In Europe, the European Medicines Agency (EMA) has reviewed Elevidys but has not granted approval. This means the treatment is not available as part of regular care in European countries. ^{27, 28, 29}

Ongoing Research in Gene Replacement Therapies for Duchenne

Other gene replacement therapies are being tested in clinical trials. All of them use a shortened, engineered version of the  DMD gene that produces a smaller dystrophin protein called micro-dystrophin.

These therapies are still in the research stage and are not part of standard medical care. The only way to access them is by joining approved clinical trials that test their safety and effectiveness. The approaches differ in several ways, including:

• The type of Adeno-Associated Virus (AAV) used to carry the gene.
• How the shortened dystrophin gene is built. For example, which parts of the original gene are kept or removed.
• The medicines used to help control the immune system’s response.

These trials are at different stages of testing and may focus on different groups of people. ^{30, 31, 32, 33, 34, 35, 36, 37}

Gene Editing for Duchenne

This technique involves targeting the specific change in the DNA sequence that causes the disease and modifying it, with the aim of permanently correcting it.

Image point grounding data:
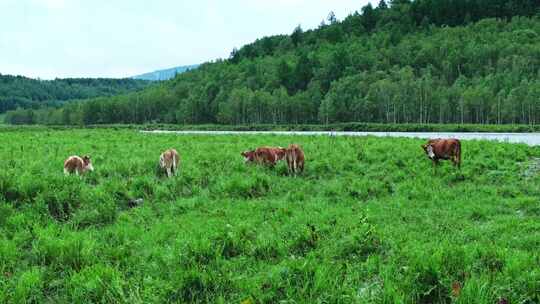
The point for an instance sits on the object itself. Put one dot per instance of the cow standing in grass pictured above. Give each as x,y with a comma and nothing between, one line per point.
447,149
295,159
264,155
169,161
78,165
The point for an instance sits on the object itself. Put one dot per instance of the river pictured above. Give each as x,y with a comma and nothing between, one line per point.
531,139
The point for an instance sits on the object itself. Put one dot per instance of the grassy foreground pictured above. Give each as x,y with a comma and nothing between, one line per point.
370,221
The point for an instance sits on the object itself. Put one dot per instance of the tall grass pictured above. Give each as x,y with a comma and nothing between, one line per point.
370,221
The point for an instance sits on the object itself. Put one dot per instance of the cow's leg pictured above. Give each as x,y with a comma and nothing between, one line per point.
289,166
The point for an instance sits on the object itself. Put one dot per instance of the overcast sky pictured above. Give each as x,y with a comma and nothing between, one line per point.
120,38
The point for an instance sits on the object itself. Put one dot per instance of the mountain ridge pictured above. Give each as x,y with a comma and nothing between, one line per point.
164,74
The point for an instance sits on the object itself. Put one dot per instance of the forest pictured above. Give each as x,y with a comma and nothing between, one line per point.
27,93
423,61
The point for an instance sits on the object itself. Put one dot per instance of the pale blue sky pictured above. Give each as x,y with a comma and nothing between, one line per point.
119,38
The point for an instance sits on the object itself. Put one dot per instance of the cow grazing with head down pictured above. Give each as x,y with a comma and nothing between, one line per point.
447,149
295,158
264,155
169,161
78,165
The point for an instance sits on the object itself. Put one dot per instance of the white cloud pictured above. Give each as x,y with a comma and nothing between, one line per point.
51,4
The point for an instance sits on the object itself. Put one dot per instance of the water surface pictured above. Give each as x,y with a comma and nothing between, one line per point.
531,139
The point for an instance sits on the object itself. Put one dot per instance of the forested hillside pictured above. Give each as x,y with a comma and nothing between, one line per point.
166,74
23,92
425,61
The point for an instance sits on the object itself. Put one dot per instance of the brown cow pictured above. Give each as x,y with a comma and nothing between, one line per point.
295,158
448,149
264,155
78,165
169,161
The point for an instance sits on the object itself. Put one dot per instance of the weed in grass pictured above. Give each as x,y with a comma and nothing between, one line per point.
362,224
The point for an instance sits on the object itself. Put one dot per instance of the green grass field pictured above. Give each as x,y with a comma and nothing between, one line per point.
370,221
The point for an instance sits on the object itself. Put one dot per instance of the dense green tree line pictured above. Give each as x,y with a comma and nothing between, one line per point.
474,61
22,92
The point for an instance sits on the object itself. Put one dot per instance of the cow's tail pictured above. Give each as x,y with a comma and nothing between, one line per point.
458,154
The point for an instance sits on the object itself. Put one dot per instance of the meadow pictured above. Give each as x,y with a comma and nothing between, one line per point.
369,221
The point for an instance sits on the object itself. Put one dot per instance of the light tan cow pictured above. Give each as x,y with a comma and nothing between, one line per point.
295,158
78,165
169,161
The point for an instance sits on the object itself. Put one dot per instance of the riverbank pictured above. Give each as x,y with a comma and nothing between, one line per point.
345,127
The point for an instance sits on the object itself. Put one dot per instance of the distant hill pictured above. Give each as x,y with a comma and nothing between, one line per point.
421,61
165,74
23,92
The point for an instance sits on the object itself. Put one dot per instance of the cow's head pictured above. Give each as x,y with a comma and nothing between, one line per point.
87,163
428,148
249,156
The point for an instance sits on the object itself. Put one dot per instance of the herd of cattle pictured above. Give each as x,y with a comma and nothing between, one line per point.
169,161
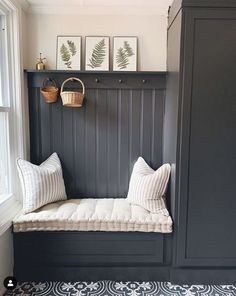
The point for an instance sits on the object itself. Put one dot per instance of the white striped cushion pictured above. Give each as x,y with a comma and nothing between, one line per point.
147,187
41,184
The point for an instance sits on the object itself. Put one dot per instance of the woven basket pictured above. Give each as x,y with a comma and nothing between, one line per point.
49,92
72,98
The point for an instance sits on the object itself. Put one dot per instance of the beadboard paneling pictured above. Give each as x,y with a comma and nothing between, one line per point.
99,143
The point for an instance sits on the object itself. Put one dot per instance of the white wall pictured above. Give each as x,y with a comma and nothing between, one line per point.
6,257
150,29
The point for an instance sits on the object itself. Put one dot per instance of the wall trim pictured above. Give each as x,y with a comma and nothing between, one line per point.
98,10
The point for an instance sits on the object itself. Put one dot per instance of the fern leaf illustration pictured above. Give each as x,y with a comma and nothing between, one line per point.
98,55
72,47
128,49
65,55
122,59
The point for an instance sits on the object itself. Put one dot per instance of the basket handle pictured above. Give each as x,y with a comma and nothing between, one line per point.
49,80
71,79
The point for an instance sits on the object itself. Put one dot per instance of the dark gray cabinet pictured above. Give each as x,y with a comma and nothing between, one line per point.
200,133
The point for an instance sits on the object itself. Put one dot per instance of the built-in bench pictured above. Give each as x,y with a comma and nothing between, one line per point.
93,215
121,119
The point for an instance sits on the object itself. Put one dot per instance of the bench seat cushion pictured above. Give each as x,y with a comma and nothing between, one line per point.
104,214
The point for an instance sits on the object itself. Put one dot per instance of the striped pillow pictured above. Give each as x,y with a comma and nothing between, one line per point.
147,187
41,184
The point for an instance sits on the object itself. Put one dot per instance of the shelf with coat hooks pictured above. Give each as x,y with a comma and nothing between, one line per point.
101,79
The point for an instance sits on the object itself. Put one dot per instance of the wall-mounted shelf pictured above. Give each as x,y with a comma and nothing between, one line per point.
98,72
102,79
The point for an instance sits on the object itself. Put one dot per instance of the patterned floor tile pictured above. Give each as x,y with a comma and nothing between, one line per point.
110,288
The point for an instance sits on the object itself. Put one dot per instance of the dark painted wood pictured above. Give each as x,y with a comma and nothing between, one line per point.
201,96
120,273
99,143
201,276
177,5
63,252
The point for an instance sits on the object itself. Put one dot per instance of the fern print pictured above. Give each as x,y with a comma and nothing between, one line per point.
65,55
98,55
123,55
128,49
72,47
122,59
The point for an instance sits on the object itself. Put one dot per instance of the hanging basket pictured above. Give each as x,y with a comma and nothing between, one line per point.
49,92
72,98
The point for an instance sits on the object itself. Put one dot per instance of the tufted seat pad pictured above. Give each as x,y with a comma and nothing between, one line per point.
105,214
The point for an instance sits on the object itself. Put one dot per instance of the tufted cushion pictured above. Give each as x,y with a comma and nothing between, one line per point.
93,215
147,187
41,184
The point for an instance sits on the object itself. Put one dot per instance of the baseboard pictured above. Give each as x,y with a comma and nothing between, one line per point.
202,276
138,273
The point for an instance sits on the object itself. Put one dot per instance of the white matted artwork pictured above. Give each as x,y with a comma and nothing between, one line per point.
68,52
97,53
125,53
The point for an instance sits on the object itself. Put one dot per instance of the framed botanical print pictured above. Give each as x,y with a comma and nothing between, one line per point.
69,52
97,53
125,53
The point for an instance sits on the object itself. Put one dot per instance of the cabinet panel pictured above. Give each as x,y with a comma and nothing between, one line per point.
208,159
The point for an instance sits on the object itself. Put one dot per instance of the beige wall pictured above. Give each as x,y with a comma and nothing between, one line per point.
6,257
150,29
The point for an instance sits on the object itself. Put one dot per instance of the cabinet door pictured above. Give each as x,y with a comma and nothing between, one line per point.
207,180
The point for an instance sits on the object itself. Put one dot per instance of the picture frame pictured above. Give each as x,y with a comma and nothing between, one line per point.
68,52
125,55
97,52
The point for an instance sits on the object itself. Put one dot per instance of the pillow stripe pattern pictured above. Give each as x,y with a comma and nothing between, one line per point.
147,187
41,184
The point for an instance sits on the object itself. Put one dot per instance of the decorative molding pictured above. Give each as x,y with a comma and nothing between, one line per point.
24,4
90,7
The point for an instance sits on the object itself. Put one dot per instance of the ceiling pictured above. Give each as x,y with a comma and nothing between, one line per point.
152,7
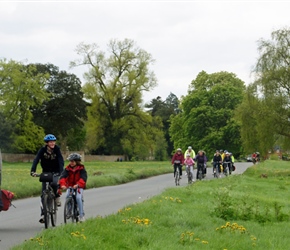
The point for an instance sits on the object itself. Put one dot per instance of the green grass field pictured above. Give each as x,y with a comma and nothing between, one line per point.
249,211
16,176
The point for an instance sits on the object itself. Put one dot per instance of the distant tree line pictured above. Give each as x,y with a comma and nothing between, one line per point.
106,114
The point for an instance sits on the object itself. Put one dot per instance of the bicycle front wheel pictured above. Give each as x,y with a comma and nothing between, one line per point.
177,177
69,208
53,211
45,204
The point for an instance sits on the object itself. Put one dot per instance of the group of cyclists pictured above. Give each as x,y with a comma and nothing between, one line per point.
255,157
222,161
73,175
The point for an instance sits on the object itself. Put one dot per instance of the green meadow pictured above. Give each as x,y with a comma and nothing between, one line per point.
248,211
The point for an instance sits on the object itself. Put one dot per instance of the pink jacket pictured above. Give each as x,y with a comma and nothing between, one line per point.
189,161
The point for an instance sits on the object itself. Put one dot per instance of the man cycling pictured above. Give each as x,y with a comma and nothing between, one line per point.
217,160
177,161
227,163
189,151
51,161
200,160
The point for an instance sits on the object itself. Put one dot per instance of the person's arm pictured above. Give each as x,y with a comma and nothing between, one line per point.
36,161
83,179
62,178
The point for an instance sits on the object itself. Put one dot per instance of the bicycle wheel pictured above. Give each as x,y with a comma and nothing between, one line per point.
189,177
69,209
177,177
53,211
45,204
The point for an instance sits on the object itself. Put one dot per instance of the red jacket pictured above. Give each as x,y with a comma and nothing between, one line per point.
73,175
178,157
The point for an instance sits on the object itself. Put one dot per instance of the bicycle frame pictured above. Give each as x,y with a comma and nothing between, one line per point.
71,210
48,204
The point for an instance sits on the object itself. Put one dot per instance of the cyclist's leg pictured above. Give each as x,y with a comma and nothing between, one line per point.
180,169
174,171
54,185
79,197
191,171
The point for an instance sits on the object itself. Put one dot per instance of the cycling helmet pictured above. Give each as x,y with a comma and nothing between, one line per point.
74,157
49,137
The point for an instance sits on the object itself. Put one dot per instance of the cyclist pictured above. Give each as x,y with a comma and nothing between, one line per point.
227,162
75,175
201,160
51,161
233,160
217,160
189,151
189,163
177,161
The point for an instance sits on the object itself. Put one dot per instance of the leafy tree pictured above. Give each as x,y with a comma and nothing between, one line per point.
164,109
114,86
5,133
21,88
65,110
207,119
268,97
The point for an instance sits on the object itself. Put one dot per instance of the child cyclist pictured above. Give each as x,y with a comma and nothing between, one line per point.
189,163
177,161
75,175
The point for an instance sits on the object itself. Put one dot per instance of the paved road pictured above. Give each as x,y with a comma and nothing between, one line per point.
21,223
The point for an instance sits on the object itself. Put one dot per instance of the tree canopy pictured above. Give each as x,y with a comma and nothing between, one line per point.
267,100
21,88
114,86
206,119
65,110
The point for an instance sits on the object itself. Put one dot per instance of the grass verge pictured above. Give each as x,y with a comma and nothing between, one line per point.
249,211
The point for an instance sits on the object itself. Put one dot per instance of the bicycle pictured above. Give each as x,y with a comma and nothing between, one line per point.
216,169
177,174
189,174
48,204
227,166
71,210
200,170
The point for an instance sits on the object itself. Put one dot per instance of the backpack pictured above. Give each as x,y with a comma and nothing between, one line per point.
7,197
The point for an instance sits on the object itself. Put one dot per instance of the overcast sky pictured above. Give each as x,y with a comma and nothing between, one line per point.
184,37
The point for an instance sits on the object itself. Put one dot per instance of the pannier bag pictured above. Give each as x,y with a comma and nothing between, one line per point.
46,177
7,197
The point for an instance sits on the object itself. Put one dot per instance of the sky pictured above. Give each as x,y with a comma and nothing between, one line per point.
183,37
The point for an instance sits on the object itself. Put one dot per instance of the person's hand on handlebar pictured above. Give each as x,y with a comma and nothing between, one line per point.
33,174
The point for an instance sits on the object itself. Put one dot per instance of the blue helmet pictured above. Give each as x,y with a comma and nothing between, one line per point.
49,137
74,157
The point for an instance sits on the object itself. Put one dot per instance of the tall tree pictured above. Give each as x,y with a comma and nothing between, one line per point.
267,100
65,110
114,86
21,88
165,109
207,118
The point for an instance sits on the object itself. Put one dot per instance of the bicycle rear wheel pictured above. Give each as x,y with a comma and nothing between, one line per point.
69,208
45,204
53,211
189,177
177,177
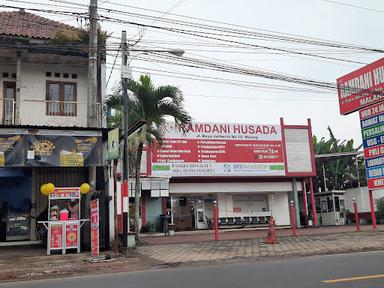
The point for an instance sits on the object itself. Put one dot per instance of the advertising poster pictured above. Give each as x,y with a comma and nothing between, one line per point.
63,151
56,236
71,236
65,193
95,227
372,131
212,149
11,148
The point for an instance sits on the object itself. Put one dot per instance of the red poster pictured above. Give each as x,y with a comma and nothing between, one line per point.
361,87
65,193
376,183
71,235
56,236
95,227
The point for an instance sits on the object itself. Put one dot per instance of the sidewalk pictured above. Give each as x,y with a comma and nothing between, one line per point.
26,263
228,250
244,234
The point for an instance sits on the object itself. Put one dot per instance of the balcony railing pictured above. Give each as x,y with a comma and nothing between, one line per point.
39,112
7,111
57,113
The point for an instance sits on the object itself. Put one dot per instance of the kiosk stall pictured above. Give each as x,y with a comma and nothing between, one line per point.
64,221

- **WHAT TO WORK ON**
1 > Retype the part of the Duchenne gene therapy text between "These therapies are" and "permanently correcting it.", inclusive.
2 > Shorten the paragraph of the Duchenne gene therapy text that begins "Other gene replacement therapies" while keeping its main facts.

- **YOUR WRITTEN ANSWERS**
1 >
These therapies are still in the research stage and are not part of standard medical care. The only way to access them is by joining approved clinical trials that test their safety and effectiveness. The approaches differ in several ways, including:

• The type of Adeno-Associated Virus (AAV) used to carry the gene.
• How the shortened dystrophin gene is built. For example, which parts of the original gene are kept or removed.
• The medicines used to help control the immune system’s response.

These trials are at different stages of testing and may focus on different groups of people. ^{30, 31, 32, 33, 34, 35, 36, 37}

Gene Editing for Duchenne

This technique involves targeting the specific change in the DNA sequence that causes the disease and modifying it, with the aim of permanently correcting it.

2 > Other gene replacement therapies are in clinical trials. Each uses a shortened, engineered DMD gene that makes a smaller dystrophin protein, micro-dystrophin.